Comment 27 for bug 666211

Revision history for this message
Adam Gandelman (gandelman-a) wrote :

I had been triggering a similar bug across a number of m1.large instances in different availability-zones running 2.6.35-22-virtual. Mostly, the systems were running a number of rake tasks that were migrating data from one remote database to another, and then either (1) logging data locally or (2) mv'ing small files to new locations on the root ext4 filesystem. In either case, i/o to the device would eventually block. Thinking it might be ext4 specific, I tried XFS and ext3 and both eventually ran into the same problem.

I wasn't able to reproduce this on-demand, but it happened consistently enough. I found I was able to reproduce it more easily using DRBD. Creating a simple DRBD cluster and initiating the initial synchronization between nodes, the secondary node (sync target) would eventually stall out while its backing device deadlocked.

After upgrading to 2.6.35-28-virtual across all instances, I found the issue gone. I can only assume it was resolved by the upstream fixes Stefan mentioned above:

  * xen: handle events as edge-triggered
  * xen: use percpu interrupts for IPIs and VIRQs

...which were applied to the 2.6.35-23 kernel.

Can anyone else confirm that upgrading from 2.6.35-22 to later maverick kernels resolves their issues?

Attached are some traces from 3 instances as well as a URL to a thread on the AWS support forum describing similar behavior.

https://forums.aws.amazon.com/thread.jspa?messageID=224301

■ ■ ■

• _REQUIRED ACTIONS_
[1] Repeat the passage of the bug comment between "I had been triggering" and "backing device deadlocked.", inclusive.
[2] In the bug comment, after upgrading to which kernel version did the author find the issue gone?

• _DATASET ENTRIES_

■ ■ ■

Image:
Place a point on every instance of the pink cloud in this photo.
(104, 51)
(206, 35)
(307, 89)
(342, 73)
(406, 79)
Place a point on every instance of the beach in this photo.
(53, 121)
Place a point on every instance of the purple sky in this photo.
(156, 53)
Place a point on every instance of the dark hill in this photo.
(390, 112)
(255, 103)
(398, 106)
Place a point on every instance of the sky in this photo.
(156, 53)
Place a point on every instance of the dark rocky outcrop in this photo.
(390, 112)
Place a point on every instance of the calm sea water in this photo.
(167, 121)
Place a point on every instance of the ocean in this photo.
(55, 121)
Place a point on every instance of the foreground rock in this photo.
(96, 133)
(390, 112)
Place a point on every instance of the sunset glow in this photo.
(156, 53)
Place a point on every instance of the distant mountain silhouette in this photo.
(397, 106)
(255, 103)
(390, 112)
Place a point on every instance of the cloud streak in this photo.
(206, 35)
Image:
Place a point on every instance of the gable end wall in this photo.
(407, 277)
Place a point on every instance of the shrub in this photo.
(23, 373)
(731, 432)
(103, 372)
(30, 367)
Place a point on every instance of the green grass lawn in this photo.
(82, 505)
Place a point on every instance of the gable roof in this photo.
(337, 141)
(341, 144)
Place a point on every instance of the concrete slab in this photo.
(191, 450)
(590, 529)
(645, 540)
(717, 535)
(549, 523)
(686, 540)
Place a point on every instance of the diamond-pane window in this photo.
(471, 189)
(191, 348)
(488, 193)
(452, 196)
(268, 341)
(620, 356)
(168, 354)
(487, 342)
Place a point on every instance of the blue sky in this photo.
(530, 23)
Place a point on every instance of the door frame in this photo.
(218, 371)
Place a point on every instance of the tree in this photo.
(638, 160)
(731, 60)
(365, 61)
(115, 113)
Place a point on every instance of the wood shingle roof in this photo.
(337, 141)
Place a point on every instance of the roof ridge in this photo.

■ ■ ■

• _CORRECT ANSWERS_
[1]
I had been triggering a similar bug across a number of m1.large instances in different availability-zones running 2.6.35-22-virtual. Mostly, the systems were running a number of rake tasks that were migrating data from one remote database to another, and then either (1) logging data locally or (2) mv'ing small files to new locations on the root ext4 filesystem. In either case, i/o to the device would eventually block. Thinking it might be ext4 specific, I tried XFS and ext3 and both eventually ran into the same problem.

I wasn't able to reproduce this on-demand, but it happened consistently enough. I found I was able to reproduce it more easily using DRBD. Creating a simple DRBD cluster and initiating the initial synchronization between nodes, the secondary node (sync target) would eventually stall out while its backing device deadlocked.

[2] 2.6.35-28-virtual